> _PAGE EXTRACT_:

Begin

مع فوضى لم يسبق لها مثيل في واشنطن، إسرائيل تضع خطوطا حمراء جديدة على الوجود الإيراني في سوريا

Amos Harel /Haaretz/October 12/2017

The situation in the White House requires Israel to act with extreme caution
Israeli defense chief to spell out new red lines to U.S. and Russian officials

It is still the best show in town. Almost nine months have passed since Hurricane Donald hit Washington for the first time, and a little more than 11 months since Trump’s victory in the U.S. presidential elections. Sometimes it seems the world has begun to get used to the daily dose of drama.

The Twitter attacks in the early morning hours, the late accounting on Twitter when sleep tarries, the biweekly resignations of senior officials – it is easy to become addicted to the ceaseless action of the most irregular president in the history of the United States.

But then, out of the noise, once every few weeks comes a reminder of the true significance of the matter. One such occurrence was the interview given at the beginning of the week by Republican Senator Bob Corker, chairman of the Senate Foreign Relations Committee, to The New York Times. Corker, who has announced his intention of leaving politics next year, raised the curtain and supplied the American public with a glimpse into what is happening behind the scenes, between the White House and Capitol Hill.

In the interview, and in an earlier press release, Corker raised the following claims: Trump is running the government as if it was his reality show “The Apprentice.”

End

> _WHAT YOU SHOULD DO_:
Set down, word for word, the passage of the article on Israel's red lines in Syria that opens with the words "The Twitter attacks" and closes with "the United States.".

> _MATERIAL SHOWN_:
Begin

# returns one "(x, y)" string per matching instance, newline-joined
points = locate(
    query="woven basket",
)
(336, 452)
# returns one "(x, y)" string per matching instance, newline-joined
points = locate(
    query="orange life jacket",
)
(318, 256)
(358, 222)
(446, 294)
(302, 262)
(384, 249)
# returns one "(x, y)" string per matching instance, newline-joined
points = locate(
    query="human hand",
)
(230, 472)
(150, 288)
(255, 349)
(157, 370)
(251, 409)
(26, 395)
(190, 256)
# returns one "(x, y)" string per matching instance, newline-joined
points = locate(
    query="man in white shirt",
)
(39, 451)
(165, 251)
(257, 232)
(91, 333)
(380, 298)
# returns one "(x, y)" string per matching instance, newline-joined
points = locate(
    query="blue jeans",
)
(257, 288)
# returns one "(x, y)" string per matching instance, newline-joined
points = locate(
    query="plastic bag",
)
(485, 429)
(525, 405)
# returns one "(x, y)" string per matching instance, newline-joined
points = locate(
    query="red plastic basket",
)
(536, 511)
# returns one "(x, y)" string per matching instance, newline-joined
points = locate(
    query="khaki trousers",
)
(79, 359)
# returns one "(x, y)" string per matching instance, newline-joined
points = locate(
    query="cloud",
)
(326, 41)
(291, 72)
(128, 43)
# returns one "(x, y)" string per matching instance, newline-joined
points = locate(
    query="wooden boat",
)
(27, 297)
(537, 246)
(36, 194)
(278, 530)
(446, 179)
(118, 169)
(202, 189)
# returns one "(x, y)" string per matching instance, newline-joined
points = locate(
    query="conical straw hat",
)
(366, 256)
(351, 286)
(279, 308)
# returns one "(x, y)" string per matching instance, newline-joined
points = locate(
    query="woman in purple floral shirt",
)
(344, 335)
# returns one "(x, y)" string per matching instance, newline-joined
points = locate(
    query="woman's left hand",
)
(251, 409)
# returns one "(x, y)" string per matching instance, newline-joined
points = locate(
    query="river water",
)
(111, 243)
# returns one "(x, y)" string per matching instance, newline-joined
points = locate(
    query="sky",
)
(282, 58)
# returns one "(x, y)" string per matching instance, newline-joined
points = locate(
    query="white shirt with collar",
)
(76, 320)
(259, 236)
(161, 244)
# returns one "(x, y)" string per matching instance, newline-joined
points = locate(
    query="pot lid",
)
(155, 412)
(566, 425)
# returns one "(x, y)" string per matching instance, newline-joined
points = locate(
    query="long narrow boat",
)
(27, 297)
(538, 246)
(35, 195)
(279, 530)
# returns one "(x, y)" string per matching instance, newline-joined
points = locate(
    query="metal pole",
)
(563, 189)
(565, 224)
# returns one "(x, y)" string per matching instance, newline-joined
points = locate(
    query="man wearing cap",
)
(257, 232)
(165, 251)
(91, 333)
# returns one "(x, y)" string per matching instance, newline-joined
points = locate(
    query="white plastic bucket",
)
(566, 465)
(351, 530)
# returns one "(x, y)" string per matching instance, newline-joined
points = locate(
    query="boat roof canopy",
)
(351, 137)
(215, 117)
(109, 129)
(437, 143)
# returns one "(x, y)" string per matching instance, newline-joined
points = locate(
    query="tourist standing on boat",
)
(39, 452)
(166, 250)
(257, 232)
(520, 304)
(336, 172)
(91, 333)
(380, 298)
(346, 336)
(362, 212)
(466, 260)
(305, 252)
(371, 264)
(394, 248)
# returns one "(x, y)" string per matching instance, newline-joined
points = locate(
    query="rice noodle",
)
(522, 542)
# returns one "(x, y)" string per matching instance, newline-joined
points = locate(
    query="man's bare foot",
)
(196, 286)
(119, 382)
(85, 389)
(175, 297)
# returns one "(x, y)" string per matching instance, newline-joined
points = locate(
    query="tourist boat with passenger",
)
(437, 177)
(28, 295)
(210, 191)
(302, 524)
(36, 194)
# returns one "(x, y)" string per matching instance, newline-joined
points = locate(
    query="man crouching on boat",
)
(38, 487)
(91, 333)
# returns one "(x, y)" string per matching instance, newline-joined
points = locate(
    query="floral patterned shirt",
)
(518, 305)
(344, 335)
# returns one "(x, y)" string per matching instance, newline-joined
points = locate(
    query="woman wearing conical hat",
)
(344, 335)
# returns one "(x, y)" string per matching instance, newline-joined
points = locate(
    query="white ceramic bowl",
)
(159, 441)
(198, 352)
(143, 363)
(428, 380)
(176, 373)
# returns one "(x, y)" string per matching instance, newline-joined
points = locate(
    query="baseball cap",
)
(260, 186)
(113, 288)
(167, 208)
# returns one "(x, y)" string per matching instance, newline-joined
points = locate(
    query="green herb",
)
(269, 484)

End
Begin

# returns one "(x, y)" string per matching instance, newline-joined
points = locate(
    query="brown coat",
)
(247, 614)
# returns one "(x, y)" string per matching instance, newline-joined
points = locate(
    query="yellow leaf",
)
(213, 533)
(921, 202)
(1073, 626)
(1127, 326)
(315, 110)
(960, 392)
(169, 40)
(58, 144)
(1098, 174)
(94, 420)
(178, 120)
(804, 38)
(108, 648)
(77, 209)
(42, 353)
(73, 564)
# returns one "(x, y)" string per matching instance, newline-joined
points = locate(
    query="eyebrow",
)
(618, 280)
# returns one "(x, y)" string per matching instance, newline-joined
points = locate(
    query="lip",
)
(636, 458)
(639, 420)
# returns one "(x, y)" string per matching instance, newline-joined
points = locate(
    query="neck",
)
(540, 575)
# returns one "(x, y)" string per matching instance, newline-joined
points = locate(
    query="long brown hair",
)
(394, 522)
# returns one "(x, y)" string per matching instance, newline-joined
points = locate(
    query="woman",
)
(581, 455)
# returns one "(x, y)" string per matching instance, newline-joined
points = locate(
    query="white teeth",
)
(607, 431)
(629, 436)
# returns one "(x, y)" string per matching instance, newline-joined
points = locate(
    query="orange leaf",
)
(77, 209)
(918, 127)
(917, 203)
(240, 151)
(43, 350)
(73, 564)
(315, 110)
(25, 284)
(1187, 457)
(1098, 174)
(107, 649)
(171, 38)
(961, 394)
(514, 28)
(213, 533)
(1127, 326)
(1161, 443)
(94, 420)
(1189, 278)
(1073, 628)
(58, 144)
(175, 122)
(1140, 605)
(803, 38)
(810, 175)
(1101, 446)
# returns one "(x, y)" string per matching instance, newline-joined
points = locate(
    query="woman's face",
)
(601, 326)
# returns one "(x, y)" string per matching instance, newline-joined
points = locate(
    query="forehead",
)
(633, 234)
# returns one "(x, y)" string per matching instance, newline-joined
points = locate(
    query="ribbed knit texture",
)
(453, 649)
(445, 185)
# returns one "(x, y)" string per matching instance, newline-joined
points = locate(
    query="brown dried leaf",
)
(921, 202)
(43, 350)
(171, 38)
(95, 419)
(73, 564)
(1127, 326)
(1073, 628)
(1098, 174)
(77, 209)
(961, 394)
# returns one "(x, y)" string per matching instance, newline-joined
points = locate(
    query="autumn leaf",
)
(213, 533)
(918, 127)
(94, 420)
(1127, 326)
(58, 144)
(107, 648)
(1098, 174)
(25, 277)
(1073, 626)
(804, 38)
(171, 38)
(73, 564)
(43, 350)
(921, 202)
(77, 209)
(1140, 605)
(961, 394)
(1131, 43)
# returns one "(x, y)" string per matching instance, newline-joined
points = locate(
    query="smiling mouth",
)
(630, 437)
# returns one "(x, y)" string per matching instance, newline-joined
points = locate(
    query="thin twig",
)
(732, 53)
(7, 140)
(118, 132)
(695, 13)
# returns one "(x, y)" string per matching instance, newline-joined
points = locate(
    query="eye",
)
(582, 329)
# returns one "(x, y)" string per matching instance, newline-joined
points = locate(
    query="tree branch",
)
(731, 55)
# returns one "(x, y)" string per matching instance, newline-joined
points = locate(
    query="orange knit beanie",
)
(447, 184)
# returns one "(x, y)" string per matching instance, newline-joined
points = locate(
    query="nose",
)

End
Begin

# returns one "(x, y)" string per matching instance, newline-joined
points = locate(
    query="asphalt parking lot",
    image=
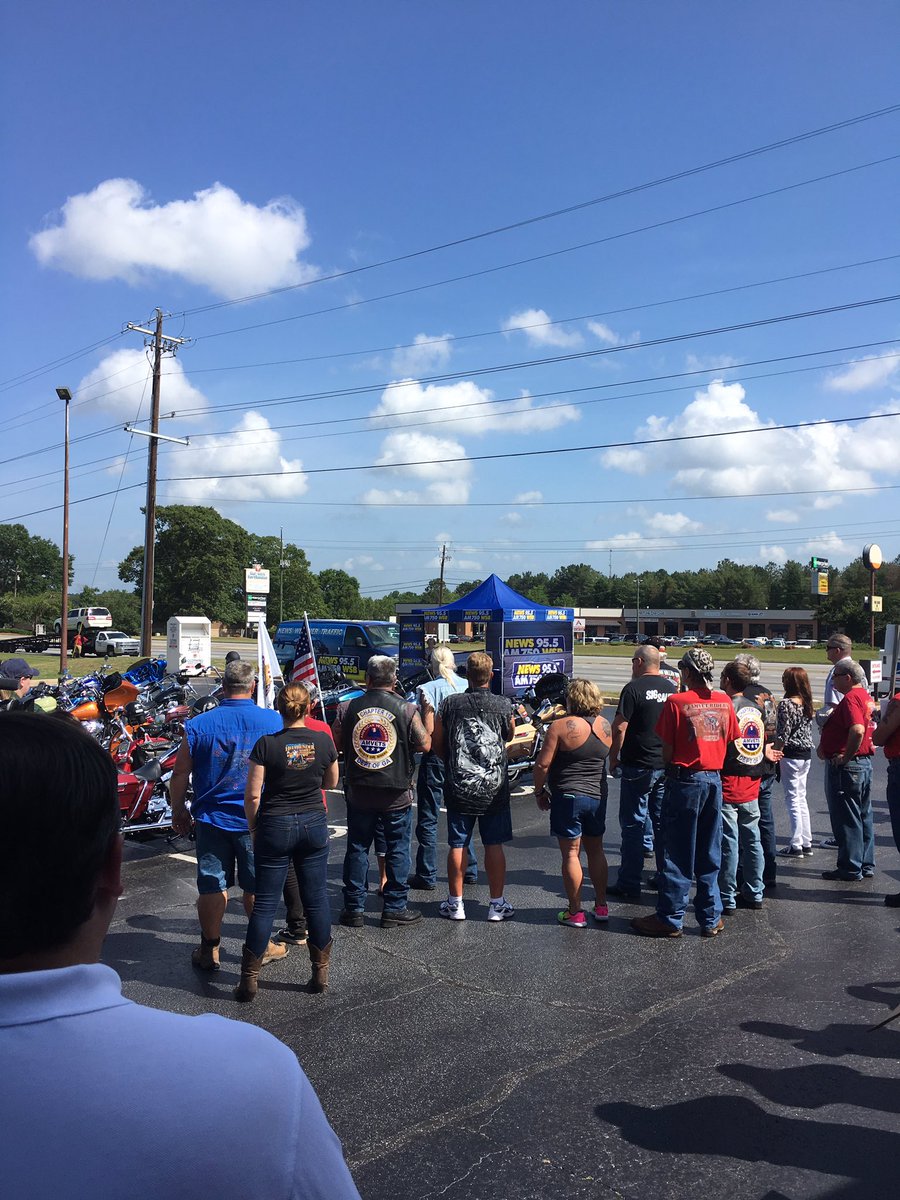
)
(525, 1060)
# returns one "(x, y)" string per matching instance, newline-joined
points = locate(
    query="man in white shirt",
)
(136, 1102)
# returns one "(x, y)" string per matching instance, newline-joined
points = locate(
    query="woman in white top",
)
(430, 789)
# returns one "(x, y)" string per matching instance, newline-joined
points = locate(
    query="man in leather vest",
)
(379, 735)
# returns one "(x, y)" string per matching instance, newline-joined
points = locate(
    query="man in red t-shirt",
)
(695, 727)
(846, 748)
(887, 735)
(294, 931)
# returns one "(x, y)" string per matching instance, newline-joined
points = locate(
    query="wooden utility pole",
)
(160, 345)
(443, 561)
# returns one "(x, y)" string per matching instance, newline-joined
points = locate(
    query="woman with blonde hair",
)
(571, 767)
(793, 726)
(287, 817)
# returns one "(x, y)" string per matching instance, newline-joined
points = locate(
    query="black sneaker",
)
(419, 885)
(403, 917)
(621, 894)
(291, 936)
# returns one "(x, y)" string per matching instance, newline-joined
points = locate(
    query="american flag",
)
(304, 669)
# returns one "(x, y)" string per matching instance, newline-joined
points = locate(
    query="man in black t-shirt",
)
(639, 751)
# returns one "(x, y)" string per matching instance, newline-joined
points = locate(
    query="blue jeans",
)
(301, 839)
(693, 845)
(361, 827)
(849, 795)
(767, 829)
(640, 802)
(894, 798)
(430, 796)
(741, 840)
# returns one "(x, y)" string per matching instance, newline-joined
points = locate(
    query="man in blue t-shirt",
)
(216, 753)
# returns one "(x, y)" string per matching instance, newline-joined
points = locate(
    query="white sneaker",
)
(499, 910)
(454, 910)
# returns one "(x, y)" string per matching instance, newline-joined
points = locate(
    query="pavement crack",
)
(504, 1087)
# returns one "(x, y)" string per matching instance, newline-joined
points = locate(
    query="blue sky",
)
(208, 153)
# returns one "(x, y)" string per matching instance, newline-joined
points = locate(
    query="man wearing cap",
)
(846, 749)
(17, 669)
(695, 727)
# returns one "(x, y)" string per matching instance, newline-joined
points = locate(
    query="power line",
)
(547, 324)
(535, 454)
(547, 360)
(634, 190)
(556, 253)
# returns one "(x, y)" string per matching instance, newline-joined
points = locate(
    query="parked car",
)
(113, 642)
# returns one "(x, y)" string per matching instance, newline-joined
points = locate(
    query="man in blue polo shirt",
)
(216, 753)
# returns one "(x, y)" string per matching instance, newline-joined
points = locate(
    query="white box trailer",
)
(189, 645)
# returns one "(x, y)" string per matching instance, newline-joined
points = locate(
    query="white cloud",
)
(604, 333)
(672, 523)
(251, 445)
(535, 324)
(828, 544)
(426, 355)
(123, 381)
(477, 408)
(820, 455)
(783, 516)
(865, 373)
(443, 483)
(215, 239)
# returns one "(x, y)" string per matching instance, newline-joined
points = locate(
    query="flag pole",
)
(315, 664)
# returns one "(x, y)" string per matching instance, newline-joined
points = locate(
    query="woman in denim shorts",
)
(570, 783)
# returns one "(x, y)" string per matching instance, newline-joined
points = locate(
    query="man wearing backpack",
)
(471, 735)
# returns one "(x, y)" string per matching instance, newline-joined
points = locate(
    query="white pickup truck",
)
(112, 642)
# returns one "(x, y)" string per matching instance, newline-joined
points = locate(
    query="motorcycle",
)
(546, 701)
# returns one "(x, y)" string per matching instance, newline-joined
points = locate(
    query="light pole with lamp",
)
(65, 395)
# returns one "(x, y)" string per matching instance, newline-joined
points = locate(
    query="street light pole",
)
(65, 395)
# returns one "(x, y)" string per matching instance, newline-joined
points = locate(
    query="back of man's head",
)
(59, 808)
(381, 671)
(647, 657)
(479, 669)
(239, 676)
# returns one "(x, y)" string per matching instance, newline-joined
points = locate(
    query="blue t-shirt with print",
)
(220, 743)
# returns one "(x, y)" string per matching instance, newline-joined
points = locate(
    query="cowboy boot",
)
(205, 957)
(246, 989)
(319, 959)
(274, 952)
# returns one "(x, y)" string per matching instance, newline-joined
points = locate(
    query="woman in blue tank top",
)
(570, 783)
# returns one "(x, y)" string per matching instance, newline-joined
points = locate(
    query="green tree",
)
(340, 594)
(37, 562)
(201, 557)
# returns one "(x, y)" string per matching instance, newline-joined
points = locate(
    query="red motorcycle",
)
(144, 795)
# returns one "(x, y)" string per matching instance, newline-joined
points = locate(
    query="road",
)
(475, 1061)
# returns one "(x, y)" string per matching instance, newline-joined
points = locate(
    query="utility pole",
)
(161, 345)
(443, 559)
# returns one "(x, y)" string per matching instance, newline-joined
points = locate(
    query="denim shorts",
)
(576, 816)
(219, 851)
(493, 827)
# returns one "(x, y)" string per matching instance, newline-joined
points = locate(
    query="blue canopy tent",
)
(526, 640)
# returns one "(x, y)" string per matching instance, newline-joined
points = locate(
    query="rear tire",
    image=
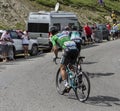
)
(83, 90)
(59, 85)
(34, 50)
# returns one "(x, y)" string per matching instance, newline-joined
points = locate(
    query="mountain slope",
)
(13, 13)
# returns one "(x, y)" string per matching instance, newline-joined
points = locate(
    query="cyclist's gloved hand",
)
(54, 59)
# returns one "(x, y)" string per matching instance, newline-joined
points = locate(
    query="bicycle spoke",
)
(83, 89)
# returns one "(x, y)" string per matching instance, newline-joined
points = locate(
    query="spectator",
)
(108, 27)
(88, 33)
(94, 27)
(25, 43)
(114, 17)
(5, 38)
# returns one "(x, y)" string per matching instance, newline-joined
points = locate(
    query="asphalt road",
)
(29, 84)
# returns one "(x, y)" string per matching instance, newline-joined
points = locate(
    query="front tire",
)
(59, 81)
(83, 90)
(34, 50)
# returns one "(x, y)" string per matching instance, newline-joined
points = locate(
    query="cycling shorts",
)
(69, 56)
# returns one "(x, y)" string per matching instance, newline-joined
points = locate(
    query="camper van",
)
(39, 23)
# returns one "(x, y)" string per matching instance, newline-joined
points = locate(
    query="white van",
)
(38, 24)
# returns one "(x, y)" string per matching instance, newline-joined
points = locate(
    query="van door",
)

End

> _RESULT_:
The Twitter attacks in the early morning hours, the late accounting on Twitter when sleep tarries, the biweekly resignations of senior officials – it is easy to become addicted to the ceaseless action of the most irregular president in the history of the United States.